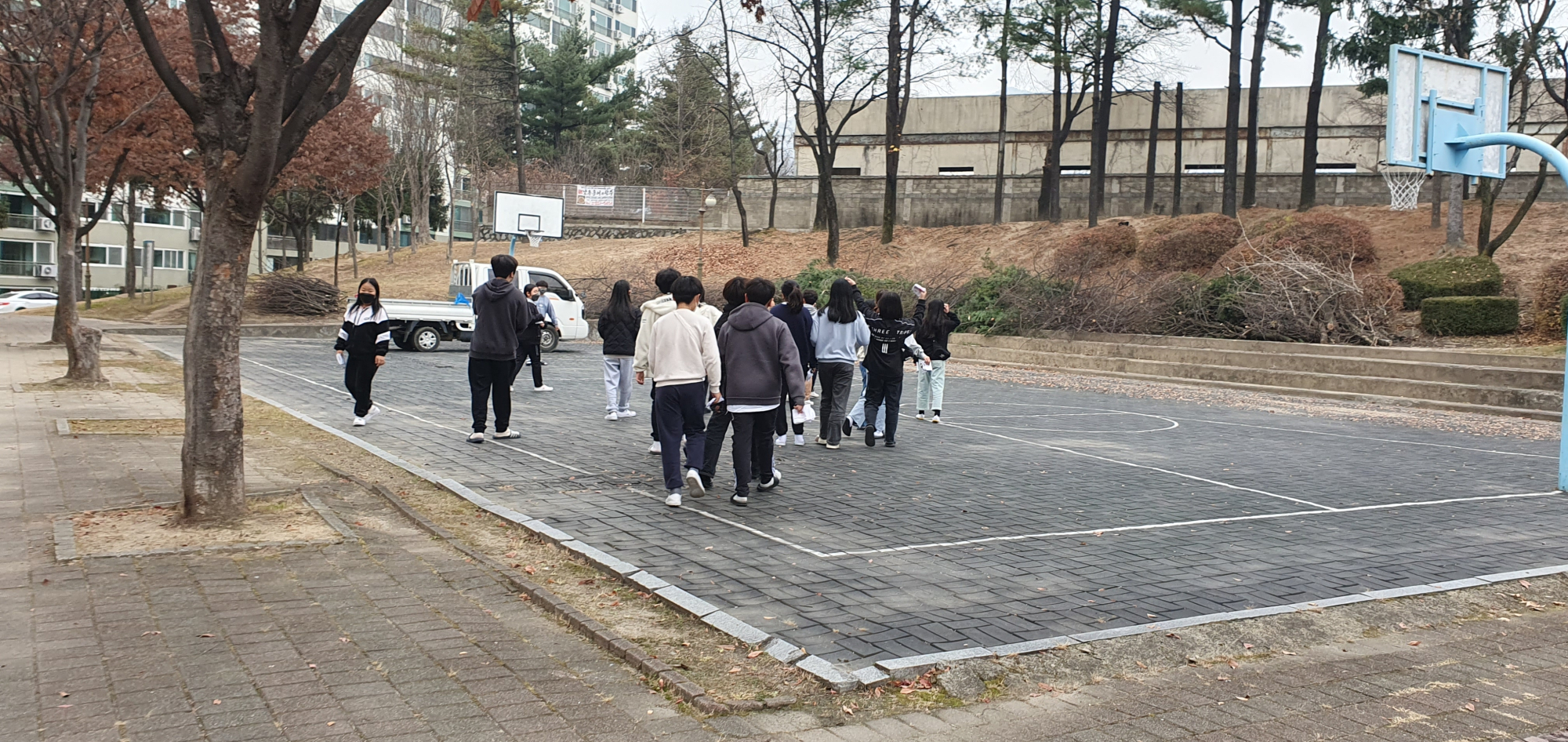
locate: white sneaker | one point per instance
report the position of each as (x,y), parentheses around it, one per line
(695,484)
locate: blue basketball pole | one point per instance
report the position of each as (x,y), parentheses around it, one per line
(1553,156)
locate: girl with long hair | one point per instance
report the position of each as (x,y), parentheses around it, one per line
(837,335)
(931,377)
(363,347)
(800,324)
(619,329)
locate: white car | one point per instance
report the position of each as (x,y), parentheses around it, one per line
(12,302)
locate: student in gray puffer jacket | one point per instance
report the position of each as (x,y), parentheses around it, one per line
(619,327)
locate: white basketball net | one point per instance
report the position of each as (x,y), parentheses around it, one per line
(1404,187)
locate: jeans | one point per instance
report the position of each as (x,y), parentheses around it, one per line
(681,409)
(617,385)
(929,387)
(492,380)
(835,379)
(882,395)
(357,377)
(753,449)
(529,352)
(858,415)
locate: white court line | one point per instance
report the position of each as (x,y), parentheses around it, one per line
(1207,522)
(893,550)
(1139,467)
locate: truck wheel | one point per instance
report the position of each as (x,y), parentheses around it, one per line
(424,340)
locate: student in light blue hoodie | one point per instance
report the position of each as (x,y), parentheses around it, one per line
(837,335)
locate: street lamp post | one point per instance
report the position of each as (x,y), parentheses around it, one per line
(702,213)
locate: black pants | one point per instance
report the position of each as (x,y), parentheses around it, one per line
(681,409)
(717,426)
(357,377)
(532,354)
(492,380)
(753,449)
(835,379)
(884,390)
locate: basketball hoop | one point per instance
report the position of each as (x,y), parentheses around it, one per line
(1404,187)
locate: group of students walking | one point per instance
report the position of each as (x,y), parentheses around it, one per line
= = = = = = =
### OBJECTIVE
Leaving all pictures aside, quote each record exactly.

### SOLUTION BELOW
locate: white sneaker | one point per instance
report the position of each as (x,y), parentheses around it, one per line
(695,484)
locate: blue basketball pole | one point per instance
report the position of each as (x,y), parentheses around it, one per line
(1553,156)
locate: girl with long hair | one point per instance
report the position of each as (x,y), parentheses around it, one per line
(837,335)
(931,377)
(363,347)
(800,324)
(619,329)
locate: white car | one point per instance
report the position of each as (x,y), parentheses around it, one per line
(12,302)
locate: student in gray puffer jacket | one point per instance
report the position of each as (x,y), parentheses around it, one per line
(619,327)
locate: white basketball net | one point per instance
report the position of each as (x,y), parentheses around it, one per line
(1404,187)
locate: jeans | one point per instance
report the position of each as (x,y), parentheses around it, one per line
(681,409)
(617,385)
(929,387)
(492,380)
(835,379)
(882,395)
(357,377)
(753,449)
(529,352)
(858,415)
locate: white court line | one point per instance
report the position of each as (x,y), parentheses around it, one per line
(1207,522)
(893,550)
(1139,467)
locate: truck wheel | one point per instance
report the position of each as (x,y), parentheses around it, one per line
(424,340)
locate: student in light blue hoodie | one point per instance
report the position of each as (x,y), parentheses around it, one per line
(837,335)
locate: street lamp post | one point per instance
report the position of each as (x,y), parentheses around it, one per line
(702,213)
locate: black pants | one point per instance
report the position of each as (x,y), parentheses around it, one per line
(681,409)
(717,426)
(357,377)
(532,354)
(492,380)
(753,449)
(835,379)
(884,390)
locate: basketball hoop | one point per instance
report the position of each as (x,y), parentheses around it, one per line
(1404,187)
locate: group of students walking | one point per instance
report the position of each as (x,y), parentheses around it, one per line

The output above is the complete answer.